Exercise: Repeat the entries below word for word, leaving the picture out of your answer.
___ Input records
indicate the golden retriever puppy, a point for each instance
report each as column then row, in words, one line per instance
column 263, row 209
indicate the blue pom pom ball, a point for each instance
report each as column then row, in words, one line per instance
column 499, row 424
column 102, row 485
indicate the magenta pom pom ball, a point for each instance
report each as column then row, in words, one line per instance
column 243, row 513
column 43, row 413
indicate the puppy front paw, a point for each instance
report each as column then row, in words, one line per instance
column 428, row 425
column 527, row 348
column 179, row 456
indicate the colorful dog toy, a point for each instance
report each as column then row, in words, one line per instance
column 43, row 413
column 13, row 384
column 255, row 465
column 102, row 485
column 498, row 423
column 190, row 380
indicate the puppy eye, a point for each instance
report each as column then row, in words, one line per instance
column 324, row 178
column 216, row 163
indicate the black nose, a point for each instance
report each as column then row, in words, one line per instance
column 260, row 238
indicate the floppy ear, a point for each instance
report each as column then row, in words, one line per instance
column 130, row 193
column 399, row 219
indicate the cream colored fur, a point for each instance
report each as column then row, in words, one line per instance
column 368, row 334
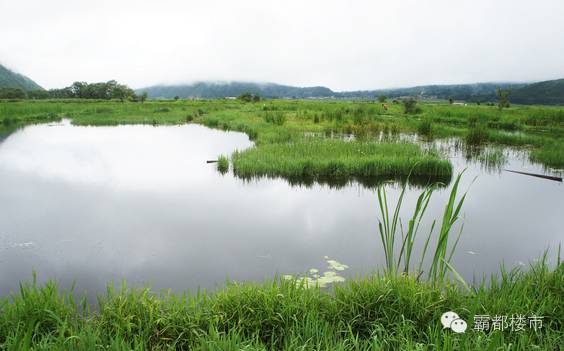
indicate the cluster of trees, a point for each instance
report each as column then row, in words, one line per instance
column 78, row 90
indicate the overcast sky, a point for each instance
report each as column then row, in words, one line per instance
column 345, row 45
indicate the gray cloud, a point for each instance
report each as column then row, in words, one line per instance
column 341, row 44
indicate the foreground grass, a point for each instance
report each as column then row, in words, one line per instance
column 372, row 313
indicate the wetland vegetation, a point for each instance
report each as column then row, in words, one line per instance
column 396, row 308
______
Result:
indicate the golden retriever puppy, a point for each instance
report each as column then row, in words, one line per instance
column 263, row 209
indicate the blue pom pom ball, a point for each instance
report each as column then row, in words, one line per instance
column 499, row 424
column 102, row 485
indicate the magenta pom pom ball, a point for each instance
report each as column then row, in words, one line per instance
column 243, row 513
column 43, row 413
indicate the puppy front paw, a point for each instance
report each as column then row, in words, one line per instance
column 428, row 425
column 527, row 348
column 179, row 456
indicate the colorful dog toy, a point for each instance
report each as column then row, in words, one line per instance
column 43, row 413
column 13, row 384
column 255, row 465
column 102, row 485
column 498, row 423
column 190, row 380
indicate the puppy eye, a point for each instance
report each as column then row, in words, one line per instance
column 324, row 178
column 216, row 163
indicate the black nose, a point for each instance
report each as column then row, in words, one line per instance
column 260, row 238
indicate the floppy ear, a point for each instance
report each as column then row, in words, one line per instance
column 130, row 193
column 399, row 219
indicate the cream colored fur, a point for each instance
report each as column then row, in words, one line per instance
column 368, row 334
indicate the cluster of trees, a point for each instance
report each as column then row, in words, one line per instance
column 78, row 90
indicate the overcast sky, a point for each instance
report each as column then row, in words, one line per instance
column 345, row 45
indicate the gray cloud, a point for each instance
report each as column then row, in words, one line per instance
column 341, row 44
indicate the foreground grass, a point for each instance
report each as column then row, in words, one line per instance
column 372, row 313
indicate the wetland vegetation, a point for each instance
report each as column then row, in words, one line per instance
column 396, row 308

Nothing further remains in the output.